§ What you are asked to do: Output the material as a numbered list with blank lines omitted, covering only the lines between the line holding "Query: dhl banner" and the line holding "column 402, row 181", inclusive.

--- Start ---

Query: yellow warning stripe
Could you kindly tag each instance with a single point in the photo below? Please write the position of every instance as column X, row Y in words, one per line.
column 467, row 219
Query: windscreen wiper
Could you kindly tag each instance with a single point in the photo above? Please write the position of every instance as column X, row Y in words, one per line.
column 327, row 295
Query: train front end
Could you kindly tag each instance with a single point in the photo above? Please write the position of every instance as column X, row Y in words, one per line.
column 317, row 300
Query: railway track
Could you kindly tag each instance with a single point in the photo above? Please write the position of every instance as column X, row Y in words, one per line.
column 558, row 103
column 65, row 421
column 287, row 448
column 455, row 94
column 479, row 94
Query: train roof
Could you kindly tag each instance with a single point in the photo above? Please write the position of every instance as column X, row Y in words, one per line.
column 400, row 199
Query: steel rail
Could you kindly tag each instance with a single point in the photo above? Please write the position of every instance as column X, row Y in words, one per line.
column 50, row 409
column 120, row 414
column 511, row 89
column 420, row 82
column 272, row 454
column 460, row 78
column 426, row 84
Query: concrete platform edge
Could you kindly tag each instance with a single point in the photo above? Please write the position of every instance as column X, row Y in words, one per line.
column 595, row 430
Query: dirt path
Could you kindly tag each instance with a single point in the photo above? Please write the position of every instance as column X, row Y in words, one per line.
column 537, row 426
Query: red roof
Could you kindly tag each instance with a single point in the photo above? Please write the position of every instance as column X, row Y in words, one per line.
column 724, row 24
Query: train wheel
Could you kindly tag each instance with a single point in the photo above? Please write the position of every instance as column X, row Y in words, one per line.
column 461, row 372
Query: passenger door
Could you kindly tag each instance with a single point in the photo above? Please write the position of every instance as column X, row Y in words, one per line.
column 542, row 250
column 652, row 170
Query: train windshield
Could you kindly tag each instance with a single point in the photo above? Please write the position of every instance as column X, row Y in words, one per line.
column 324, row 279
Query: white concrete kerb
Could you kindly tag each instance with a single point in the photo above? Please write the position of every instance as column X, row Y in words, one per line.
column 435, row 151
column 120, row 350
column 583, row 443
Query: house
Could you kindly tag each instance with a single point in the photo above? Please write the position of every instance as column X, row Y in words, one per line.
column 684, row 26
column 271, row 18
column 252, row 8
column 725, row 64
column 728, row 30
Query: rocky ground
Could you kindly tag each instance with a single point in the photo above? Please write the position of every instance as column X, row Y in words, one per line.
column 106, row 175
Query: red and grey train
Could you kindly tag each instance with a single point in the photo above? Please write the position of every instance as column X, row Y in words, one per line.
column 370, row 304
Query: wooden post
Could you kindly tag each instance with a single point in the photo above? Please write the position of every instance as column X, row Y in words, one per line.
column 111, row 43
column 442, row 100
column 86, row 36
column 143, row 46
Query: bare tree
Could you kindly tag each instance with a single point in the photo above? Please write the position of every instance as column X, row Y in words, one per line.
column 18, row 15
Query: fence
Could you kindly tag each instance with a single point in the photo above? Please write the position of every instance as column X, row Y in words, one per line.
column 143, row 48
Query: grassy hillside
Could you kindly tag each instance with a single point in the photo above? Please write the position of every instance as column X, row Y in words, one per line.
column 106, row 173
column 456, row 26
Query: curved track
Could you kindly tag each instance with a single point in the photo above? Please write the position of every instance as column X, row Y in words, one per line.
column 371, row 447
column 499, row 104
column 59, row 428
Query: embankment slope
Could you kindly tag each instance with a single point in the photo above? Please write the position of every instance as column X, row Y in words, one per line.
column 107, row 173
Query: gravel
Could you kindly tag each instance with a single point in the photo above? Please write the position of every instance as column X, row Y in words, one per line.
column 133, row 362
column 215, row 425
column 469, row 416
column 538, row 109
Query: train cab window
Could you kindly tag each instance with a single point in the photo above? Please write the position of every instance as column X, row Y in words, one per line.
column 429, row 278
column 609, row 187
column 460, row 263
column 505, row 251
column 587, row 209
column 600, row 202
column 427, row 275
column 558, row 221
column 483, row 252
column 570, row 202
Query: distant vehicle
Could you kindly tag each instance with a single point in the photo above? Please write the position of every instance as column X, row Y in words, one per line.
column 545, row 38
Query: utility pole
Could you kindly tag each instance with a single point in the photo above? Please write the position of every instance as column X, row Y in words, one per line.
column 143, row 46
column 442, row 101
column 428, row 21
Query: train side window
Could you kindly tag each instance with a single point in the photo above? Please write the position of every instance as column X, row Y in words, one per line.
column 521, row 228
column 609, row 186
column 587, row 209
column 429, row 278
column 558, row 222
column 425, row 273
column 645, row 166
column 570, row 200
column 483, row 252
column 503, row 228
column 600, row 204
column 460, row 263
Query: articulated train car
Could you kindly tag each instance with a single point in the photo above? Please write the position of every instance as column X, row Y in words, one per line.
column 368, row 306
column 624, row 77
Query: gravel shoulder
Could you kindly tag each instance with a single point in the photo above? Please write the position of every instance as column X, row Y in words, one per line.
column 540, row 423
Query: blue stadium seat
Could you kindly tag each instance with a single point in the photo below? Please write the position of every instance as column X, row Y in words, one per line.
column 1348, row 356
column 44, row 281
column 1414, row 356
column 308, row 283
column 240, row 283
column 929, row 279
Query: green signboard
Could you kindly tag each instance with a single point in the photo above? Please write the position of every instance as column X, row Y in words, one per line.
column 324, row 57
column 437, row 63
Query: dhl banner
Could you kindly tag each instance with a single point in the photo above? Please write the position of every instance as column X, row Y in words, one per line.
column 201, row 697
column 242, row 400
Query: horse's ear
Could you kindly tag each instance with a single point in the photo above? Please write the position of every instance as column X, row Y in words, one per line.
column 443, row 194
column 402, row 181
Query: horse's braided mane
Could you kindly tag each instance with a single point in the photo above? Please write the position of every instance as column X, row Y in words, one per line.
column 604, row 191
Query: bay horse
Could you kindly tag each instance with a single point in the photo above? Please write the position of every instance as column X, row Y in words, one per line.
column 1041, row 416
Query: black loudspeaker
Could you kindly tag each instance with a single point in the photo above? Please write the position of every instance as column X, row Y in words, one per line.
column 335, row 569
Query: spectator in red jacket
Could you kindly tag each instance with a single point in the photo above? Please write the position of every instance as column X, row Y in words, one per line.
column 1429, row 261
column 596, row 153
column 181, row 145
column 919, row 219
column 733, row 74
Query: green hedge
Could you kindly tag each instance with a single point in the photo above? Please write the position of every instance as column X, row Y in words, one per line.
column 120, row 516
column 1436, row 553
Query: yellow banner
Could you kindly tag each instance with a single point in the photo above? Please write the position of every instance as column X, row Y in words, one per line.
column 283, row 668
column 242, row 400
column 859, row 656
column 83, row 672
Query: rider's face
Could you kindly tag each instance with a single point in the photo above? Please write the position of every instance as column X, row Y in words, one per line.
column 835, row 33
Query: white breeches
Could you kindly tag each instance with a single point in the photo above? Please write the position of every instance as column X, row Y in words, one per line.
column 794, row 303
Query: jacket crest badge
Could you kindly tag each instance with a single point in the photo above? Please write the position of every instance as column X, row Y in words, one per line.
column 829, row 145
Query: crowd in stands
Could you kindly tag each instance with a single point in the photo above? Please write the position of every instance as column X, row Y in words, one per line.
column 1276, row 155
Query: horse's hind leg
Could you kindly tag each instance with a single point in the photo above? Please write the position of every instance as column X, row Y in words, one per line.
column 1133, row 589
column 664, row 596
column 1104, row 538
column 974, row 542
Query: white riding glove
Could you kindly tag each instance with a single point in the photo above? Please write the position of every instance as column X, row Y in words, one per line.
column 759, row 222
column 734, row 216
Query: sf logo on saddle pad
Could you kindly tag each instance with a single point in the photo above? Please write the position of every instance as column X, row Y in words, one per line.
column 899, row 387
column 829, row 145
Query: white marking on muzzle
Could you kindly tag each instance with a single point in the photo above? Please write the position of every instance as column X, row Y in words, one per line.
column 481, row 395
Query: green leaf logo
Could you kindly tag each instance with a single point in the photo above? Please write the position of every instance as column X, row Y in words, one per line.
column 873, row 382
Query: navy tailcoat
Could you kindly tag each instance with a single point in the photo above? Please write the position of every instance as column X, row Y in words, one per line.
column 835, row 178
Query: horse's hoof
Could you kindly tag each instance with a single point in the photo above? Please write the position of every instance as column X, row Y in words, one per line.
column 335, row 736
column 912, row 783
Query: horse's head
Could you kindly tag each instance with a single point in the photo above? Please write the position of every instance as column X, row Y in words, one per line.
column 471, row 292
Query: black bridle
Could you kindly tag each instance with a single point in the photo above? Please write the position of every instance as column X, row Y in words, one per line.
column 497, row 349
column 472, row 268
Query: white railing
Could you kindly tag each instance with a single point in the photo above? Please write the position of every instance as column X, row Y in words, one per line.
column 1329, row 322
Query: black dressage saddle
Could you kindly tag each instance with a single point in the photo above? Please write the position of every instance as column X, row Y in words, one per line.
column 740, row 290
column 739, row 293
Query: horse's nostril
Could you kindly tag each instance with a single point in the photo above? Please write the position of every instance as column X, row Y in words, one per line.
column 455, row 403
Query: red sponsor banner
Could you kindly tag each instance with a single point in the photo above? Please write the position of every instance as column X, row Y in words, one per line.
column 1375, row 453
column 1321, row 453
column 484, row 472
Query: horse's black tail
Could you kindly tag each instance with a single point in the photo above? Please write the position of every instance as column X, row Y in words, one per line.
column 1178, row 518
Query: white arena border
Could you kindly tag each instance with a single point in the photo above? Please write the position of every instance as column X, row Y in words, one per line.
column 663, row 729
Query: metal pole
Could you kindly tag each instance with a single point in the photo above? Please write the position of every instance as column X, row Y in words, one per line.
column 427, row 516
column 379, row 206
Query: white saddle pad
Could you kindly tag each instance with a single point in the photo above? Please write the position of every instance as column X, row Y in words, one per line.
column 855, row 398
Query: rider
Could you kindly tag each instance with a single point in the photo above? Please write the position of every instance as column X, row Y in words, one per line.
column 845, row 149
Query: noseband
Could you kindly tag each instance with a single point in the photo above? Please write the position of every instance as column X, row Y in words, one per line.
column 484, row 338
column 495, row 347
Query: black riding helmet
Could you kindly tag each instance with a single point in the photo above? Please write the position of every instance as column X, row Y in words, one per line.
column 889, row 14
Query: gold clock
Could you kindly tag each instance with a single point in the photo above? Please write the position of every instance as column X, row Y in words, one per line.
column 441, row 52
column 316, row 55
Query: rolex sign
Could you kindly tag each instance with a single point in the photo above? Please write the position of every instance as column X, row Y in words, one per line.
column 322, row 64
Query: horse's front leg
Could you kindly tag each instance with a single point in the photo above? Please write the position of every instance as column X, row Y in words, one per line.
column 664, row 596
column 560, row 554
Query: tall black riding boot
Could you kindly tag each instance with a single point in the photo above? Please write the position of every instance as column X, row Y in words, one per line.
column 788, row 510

--- End ---

§ The output:
1. Query: dhl banner
2. Could you kindly tag each instance with a single point in the photo above? Please write the position of every instance as column X, row Y in words, one per line.
3. column 201, row 697
4. column 242, row 400
5. Query: horse's ear
6. Could you kindly tag each instance with a single point in the photo above? Please write the position of every instance as column X, row Y in words, one per line.
7. column 443, row 194
8. column 402, row 181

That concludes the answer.